→ **Task to carry out**: Copy word for word the data below, from the line containing "point: eye |" through the last line of the data, both ends included.

→ **Extracted material**:
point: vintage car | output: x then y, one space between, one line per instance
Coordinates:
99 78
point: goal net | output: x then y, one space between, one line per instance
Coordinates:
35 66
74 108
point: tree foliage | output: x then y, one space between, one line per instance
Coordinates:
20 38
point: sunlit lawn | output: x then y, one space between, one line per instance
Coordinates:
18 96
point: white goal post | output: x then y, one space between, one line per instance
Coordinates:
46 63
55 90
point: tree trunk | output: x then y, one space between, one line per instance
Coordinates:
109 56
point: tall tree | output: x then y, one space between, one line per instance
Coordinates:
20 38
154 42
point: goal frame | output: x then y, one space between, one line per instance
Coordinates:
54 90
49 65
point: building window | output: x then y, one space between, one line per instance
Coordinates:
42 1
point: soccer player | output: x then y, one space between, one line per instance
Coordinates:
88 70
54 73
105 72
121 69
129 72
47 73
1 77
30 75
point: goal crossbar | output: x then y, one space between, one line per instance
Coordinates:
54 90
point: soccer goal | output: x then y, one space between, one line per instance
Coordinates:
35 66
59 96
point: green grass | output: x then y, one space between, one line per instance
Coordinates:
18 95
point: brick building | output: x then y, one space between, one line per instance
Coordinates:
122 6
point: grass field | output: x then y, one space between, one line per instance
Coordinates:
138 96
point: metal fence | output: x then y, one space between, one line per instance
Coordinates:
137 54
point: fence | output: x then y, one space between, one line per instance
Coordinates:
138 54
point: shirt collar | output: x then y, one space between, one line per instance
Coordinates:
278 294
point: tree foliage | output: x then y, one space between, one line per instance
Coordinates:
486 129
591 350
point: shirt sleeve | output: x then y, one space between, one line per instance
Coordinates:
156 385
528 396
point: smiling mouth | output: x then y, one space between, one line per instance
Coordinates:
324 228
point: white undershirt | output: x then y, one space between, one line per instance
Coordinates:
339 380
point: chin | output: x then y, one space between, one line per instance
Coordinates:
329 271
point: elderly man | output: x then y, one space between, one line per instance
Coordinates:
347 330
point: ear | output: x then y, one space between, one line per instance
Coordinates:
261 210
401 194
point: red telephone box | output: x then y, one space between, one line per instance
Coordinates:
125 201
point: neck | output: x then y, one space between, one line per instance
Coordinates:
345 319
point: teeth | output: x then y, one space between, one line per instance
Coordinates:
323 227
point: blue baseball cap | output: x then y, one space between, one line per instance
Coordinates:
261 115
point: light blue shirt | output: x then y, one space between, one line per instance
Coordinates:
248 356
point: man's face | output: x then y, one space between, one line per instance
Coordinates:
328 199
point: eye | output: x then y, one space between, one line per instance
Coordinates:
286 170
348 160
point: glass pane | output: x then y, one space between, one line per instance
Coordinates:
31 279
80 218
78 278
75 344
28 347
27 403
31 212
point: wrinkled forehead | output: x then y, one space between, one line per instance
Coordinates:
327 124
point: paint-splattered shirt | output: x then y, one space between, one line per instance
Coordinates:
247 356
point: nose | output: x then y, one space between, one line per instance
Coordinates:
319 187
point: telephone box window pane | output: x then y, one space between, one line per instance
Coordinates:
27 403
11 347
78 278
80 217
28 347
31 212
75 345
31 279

→ **Task solution**:
point: eye | output: x then y, one space between, one line per instance
Coordinates:
286 170
348 160
point: glass pane | output: x then y, one space between, one line per instance
Coordinates:
31 279
80 218
78 278
75 344
28 347
27 403
31 212
point: wrinkled forehead | output: x then y, one space between, one line per instance
Coordinates:
327 124
point: paint-splattered shirt | output: x then y, one space between, one line per instance
Coordinates:
247 356
point: nose | output: x then y, one space between, one line per instance
Coordinates:
319 187
point: telephone box window pane | output: x then y, one space between, one line per instance
Coordinates:
27 403
11 347
78 278
80 217
28 347
31 212
75 345
31 279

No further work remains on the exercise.